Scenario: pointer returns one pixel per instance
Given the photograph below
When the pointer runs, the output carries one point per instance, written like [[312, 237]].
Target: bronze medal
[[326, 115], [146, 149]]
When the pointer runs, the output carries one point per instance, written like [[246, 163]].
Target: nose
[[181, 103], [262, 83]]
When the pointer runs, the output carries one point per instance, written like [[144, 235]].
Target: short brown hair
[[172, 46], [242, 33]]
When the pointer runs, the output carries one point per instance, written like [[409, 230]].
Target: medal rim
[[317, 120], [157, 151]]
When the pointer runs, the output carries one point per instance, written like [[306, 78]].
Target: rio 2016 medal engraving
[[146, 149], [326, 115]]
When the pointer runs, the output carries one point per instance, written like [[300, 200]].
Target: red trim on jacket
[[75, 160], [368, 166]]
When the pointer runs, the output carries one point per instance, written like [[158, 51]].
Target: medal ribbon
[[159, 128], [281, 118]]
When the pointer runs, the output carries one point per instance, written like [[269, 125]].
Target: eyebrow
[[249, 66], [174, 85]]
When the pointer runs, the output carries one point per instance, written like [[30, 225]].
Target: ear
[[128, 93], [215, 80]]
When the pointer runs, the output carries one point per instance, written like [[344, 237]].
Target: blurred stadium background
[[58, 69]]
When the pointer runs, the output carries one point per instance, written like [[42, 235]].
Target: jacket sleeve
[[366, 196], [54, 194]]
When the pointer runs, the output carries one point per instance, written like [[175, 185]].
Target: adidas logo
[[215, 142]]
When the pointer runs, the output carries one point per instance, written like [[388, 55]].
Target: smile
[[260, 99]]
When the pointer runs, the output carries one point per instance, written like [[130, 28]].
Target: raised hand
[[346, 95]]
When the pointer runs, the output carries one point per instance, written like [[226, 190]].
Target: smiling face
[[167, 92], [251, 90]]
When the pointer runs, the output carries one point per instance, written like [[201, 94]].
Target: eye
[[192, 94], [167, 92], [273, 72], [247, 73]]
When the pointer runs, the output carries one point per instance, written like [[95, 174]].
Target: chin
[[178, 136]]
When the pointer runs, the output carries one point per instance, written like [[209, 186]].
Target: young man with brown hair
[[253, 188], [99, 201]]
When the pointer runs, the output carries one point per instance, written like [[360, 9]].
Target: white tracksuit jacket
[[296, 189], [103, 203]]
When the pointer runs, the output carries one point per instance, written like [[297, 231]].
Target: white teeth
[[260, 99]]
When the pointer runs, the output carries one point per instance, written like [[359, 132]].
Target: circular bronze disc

- - - - -

▶ WORK TO BE COMPLETED
Print exactly, and only, the lines beginning at the top of the listing and ending at the line with "like [[306, 78]].".

▶ EXERCISE RESULT
Scenario: pointer returns one pixel per instance
Given the photograph below
When the pointer runs, the output carries one point per instance, written like [[312, 237]].
Target: bronze medal
[[326, 115], [146, 149]]
When the pointer runs, the output carries one point per instance, written like [[246, 163]].
Target: nose
[[181, 103], [262, 83]]
When the pointer runs, the output carries one point per instance, written like [[144, 235]].
Target: short brown hair
[[172, 46], [242, 33]]
When the pointer runs, the output carries one point per instance, written like [[409, 230]].
Target: medal rim
[[317, 120], [157, 151]]
When the pointer runs, the output carries one point per instance, written like [[306, 78]].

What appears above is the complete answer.